EXERCISE OBJECTIVE:
In the data below, find the line with "Outline every instance" and output it along with every later line, exactly, but not the pictures.

INFORMATION:
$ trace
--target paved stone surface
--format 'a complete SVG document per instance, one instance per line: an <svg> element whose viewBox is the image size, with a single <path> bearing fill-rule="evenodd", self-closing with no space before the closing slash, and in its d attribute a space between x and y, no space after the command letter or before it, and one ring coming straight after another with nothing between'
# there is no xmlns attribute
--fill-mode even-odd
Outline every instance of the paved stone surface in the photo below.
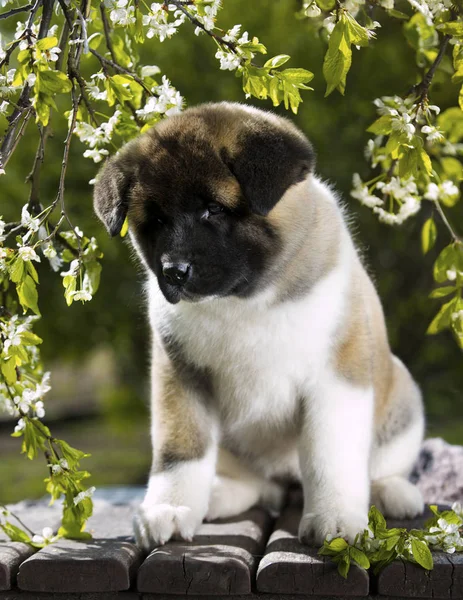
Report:
<svg viewBox="0 0 463 600"><path fill-rule="evenodd" d="M463 501L463 446L425 440L412 478L428 504Z"/></svg>
<svg viewBox="0 0 463 600"><path fill-rule="evenodd" d="M18 587L30 592L109 592L130 588L142 560L132 538L133 506L95 501L89 542L60 540L23 562Z"/></svg>
<svg viewBox="0 0 463 600"><path fill-rule="evenodd" d="M48 502L44 501L18 502L9 505L8 509L34 533L41 533L44 527L56 529L60 521L60 508L49 506ZM13 516L9 520L18 525ZM20 564L33 552L27 544L8 541L3 531L0 531L0 590L9 590L15 585Z"/></svg>
<svg viewBox="0 0 463 600"><path fill-rule="evenodd" d="M16 582L19 565L33 550L20 542L0 543L0 590L9 590Z"/></svg>
<svg viewBox="0 0 463 600"><path fill-rule="evenodd" d="M328 557L318 556L317 548L299 542L300 518L301 507L290 504L278 519L259 564L257 591L338 598L367 596L369 576L364 569L353 565L344 579Z"/></svg>
<svg viewBox="0 0 463 600"><path fill-rule="evenodd" d="M140 567L137 589L188 596L249 594L270 525L270 516L259 508L204 523L192 542L155 549Z"/></svg>
<svg viewBox="0 0 463 600"><path fill-rule="evenodd" d="M434 569L395 561L378 576L379 594L404 598L463 598L463 555L433 553Z"/></svg>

THE ANSWER:
Outline every instance of the paved stone surface in the photo below.
Report:
<svg viewBox="0 0 463 600"><path fill-rule="evenodd" d="M463 501L463 446L425 440L412 478L428 504Z"/></svg>
<svg viewBox="0 0 463 600"><path fill-rule="evenodd" d="M18 587L30 592L109 592L130 588L142 560L132 538L133 506L95 501L89 542L60 540L23 562Z"/></svg>
<svg viewBox="0 0 463 600"><path fill-rule="evenodd" d="M48 502L44 501L18 502L9 505L8 509L34 533L41 533L44 527L56 529L60 521L60 508L49 506ZM13 516L9 520L18 525ZM20 564L33 552L27 544L8 541L3 531L0 531L0 590L9 590L15 585Z"/></svg>
<svg viewBox="0 0 463 600"><path fill-rule="evenodd" d="M16 582L19 565L33 550L20 542L0 543L0 590L9 590Z"/></svg>
<svg viewBox="0 0 463 600"><path fill-rule="evenodd" d="M328 557L318 556L317 548L299 542L300 518L301 507L290 504L278 519L259 564L257 591L338 598L367 596L369 576L364 569L353 565L344 579Z"/></svg>
<svg viewBox="0 0 463 600"><path fill-rule="evenodd" d="M140 567L137 589L188 596L249 594L270 525L270 516L259 508L204 523L192 542L155 549Z"/></svg>
<svg viewBox="0 0 463 600"><path fill-rule="evenodd" d="M434 569L395 561L378 576L379 594L404 598L463 598L463 555L433 553Z"/></svg>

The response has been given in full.